Natural-language object grounding data
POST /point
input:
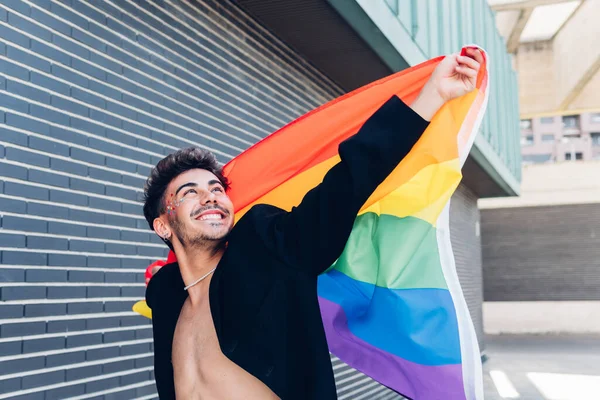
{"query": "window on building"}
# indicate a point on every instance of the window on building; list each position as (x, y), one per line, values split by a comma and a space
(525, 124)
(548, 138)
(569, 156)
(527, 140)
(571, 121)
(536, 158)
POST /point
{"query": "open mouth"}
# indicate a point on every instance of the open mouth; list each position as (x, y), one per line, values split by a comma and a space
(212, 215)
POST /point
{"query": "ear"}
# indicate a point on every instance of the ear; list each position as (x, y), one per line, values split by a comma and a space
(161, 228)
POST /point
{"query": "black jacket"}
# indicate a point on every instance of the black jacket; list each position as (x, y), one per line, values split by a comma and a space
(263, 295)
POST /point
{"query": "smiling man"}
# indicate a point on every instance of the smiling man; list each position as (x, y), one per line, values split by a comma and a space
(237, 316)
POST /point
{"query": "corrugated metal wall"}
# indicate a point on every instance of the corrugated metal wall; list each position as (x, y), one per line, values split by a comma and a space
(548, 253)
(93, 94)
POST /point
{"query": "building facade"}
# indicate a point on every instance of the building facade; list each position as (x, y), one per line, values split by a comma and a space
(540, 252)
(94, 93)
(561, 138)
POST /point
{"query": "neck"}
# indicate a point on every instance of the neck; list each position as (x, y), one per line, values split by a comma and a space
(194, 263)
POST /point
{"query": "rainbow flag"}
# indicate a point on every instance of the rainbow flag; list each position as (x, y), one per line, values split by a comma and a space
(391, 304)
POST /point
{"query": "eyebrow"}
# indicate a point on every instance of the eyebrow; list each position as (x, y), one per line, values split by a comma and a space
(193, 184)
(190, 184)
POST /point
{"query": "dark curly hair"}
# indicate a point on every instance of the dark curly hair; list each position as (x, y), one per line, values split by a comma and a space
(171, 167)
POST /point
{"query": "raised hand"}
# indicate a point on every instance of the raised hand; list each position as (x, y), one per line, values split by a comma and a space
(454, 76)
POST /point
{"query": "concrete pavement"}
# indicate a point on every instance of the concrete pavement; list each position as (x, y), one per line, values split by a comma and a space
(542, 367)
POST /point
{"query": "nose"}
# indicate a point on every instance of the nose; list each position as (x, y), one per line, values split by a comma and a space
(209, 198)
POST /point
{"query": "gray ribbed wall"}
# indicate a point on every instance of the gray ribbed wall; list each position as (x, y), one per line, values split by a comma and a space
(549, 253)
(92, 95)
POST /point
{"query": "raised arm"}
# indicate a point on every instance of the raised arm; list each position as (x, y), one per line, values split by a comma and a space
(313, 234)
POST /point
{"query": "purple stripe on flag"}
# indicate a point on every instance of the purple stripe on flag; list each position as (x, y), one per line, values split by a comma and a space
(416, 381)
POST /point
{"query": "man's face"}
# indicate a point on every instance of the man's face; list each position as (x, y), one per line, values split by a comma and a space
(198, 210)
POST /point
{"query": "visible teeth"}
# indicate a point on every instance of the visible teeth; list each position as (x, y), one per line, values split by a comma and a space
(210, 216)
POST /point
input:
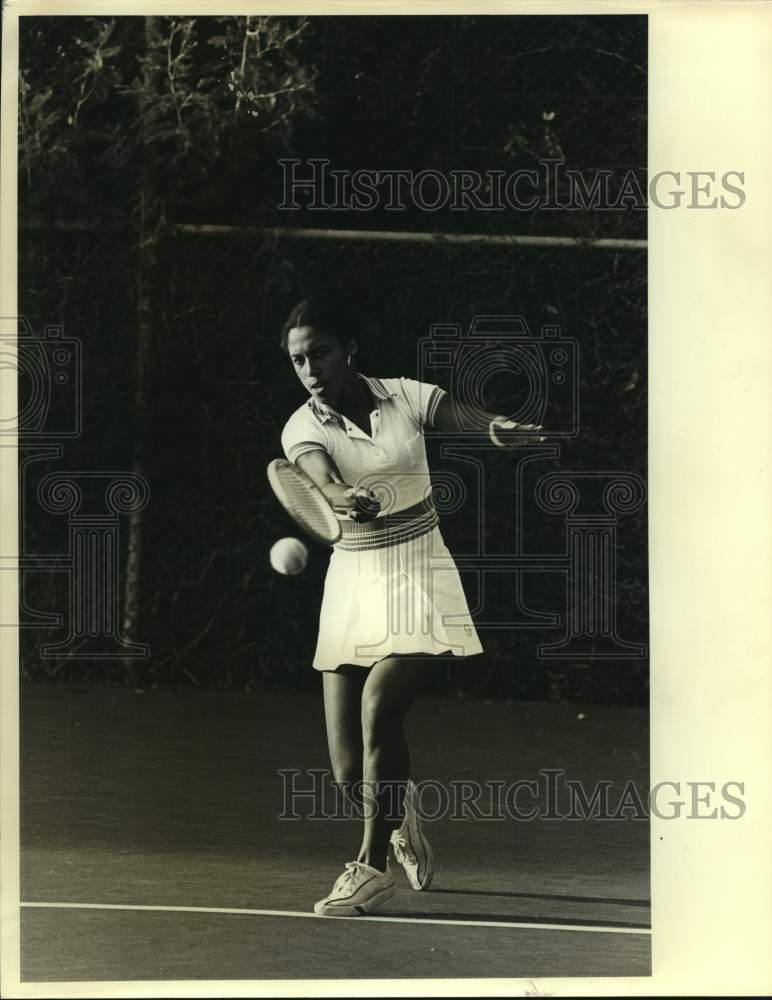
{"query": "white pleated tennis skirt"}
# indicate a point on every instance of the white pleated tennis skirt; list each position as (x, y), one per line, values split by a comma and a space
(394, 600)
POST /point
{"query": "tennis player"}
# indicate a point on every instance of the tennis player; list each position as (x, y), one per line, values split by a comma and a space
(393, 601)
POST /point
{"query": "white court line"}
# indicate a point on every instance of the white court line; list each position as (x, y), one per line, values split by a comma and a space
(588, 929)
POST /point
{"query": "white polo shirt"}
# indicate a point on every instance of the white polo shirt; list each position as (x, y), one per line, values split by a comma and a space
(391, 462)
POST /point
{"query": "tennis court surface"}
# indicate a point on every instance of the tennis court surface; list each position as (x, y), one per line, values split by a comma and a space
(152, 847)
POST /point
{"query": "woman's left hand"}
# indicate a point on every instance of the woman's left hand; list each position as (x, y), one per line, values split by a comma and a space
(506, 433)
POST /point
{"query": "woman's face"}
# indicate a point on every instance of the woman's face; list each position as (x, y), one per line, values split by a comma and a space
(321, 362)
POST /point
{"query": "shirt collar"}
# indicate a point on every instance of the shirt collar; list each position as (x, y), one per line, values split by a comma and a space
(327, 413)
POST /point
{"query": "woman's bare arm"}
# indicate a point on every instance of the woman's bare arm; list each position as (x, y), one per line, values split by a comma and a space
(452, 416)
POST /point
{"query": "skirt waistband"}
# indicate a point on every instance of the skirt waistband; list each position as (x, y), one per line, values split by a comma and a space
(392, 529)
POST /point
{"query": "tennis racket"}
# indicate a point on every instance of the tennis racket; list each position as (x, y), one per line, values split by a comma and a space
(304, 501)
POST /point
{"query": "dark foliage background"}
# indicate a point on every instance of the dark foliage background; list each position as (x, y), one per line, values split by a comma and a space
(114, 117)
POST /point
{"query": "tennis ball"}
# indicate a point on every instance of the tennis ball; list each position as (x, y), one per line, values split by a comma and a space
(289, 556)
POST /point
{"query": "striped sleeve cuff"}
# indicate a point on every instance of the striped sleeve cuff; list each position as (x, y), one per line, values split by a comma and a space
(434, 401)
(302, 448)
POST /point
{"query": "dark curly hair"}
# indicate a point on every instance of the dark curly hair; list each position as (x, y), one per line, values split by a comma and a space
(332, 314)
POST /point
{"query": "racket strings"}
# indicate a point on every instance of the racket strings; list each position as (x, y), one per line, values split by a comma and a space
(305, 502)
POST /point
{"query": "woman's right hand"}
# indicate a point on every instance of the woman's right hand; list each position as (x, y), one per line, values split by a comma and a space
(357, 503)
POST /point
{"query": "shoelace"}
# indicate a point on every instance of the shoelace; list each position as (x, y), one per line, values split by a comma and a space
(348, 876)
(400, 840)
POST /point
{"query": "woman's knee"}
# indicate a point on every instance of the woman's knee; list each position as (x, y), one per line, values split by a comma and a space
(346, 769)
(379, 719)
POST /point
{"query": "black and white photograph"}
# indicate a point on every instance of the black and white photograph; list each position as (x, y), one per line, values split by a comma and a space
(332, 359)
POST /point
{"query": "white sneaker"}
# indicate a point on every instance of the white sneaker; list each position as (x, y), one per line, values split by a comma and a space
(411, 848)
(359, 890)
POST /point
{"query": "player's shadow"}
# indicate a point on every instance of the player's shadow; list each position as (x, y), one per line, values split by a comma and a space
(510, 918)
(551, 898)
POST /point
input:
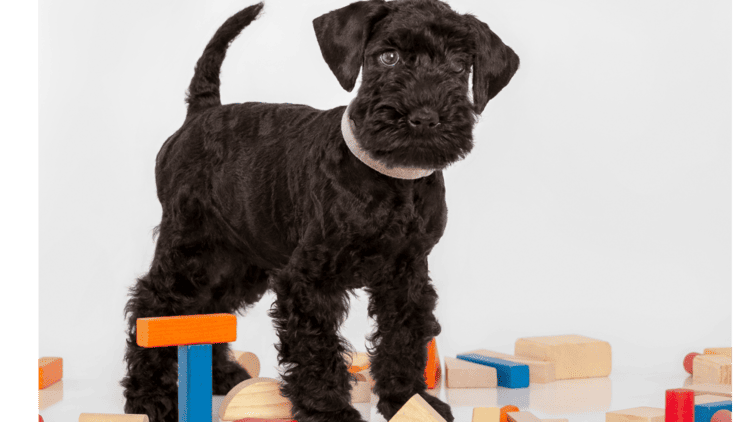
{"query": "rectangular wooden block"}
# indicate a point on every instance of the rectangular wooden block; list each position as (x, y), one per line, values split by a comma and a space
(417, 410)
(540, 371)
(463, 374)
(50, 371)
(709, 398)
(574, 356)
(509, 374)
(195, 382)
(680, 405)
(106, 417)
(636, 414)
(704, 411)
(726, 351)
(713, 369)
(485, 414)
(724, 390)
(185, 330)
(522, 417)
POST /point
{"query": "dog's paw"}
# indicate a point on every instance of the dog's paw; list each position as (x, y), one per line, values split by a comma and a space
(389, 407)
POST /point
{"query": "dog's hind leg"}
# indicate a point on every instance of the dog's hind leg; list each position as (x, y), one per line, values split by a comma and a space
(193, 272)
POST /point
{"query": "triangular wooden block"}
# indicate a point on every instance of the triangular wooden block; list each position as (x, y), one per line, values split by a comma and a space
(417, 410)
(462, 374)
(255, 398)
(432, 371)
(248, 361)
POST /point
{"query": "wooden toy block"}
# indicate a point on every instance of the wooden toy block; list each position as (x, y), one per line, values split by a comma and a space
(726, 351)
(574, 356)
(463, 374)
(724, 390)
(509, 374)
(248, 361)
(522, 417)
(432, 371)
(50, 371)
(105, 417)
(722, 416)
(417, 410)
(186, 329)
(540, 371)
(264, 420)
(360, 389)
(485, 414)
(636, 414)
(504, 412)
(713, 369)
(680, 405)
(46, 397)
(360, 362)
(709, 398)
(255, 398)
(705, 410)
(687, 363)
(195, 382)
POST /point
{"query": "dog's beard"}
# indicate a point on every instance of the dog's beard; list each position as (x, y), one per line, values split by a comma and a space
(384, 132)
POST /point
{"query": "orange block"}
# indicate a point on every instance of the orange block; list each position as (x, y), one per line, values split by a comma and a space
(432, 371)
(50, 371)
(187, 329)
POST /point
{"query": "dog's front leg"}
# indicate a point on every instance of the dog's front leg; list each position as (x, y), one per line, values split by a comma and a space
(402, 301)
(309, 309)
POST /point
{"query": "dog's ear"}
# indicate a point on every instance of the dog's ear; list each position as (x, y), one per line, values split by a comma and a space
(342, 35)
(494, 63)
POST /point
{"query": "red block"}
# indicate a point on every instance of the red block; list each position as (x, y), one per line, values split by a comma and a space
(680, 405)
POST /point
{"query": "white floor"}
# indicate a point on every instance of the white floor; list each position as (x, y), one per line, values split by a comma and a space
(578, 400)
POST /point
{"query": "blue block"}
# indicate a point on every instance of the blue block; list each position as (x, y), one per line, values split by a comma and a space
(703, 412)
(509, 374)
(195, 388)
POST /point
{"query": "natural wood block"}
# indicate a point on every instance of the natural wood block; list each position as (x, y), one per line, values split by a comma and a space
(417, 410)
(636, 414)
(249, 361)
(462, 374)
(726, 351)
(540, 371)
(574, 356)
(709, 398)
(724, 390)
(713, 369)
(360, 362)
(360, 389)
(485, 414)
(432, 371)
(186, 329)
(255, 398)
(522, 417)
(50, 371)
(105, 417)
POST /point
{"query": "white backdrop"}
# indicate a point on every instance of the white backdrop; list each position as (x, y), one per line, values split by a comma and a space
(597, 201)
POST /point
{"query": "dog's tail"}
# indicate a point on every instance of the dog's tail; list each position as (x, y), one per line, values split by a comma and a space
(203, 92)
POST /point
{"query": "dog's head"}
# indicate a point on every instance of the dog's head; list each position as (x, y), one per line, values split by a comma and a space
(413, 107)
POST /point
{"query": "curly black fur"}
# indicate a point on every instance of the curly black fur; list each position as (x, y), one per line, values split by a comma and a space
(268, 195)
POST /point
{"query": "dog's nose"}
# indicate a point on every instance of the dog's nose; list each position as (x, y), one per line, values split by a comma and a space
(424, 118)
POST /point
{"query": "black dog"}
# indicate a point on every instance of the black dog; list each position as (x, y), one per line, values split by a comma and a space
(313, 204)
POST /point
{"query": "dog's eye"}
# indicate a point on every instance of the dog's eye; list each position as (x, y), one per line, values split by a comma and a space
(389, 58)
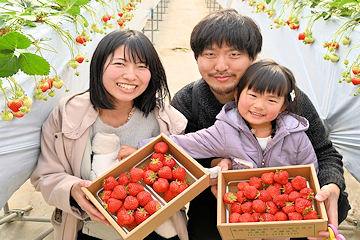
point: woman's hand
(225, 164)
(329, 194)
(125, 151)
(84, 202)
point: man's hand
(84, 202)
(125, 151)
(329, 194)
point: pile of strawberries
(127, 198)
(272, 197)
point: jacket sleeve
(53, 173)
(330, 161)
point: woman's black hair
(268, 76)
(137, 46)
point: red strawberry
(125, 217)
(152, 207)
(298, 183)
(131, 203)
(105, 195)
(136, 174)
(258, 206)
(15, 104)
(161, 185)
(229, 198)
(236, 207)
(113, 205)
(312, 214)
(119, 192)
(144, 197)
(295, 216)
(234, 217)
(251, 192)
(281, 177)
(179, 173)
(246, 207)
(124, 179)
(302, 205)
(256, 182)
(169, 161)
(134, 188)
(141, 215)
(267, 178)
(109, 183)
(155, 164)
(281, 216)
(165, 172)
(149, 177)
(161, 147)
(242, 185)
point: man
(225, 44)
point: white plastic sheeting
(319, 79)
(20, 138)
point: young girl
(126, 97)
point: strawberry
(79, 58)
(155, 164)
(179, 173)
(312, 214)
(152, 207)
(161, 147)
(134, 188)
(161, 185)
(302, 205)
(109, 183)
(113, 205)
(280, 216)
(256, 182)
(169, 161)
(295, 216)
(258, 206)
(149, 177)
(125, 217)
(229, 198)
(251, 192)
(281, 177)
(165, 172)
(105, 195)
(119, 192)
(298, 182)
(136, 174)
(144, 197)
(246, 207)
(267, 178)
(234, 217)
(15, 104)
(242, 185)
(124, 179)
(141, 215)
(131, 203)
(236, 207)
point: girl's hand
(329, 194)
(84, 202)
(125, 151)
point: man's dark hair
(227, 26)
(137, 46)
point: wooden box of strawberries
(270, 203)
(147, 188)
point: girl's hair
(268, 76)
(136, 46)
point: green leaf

# ACTION ITEM
Return, exactly as written, only those lines that run from the one with "point: young girl" to the last line of the data, both of those lines included.

# REPLY TO THE EXERCISE
point: young girl
(126, 97)
point: strawberry
(79, 58)
(155, 164)
(179, 173)
(312, 214)
(152, 207)
(161, 147)
(134, 188)
(161, 185)
(302, 205)
(109, 183)
(113, 205)
(280, 216)
(256, 182)
(169, 161)
(295, 216)
(258, 206)
(149, 177)
(125, 217)
(229, 198)
(251, 192)
(281, 177)
(165, 172)
(105, 195)
(119, 192)
(298, 182)
(136, 174)
(144, 197)
(246, 207)
(267, 178)
(234, 217)
(15, 104)
(242, 185)
(124, 179)
(141, 215)
(131, 203)
(236, 207)
point: girl's hand
(329, 194)
(84, 202)
(125, 151)
point: man's dark hair
(227, 26)
(137, 46)
point: wooden box of strawberries
(270, 203)
(147, 188)
point: girl's hair
(268, 76)
(136, 46)
point: green leaf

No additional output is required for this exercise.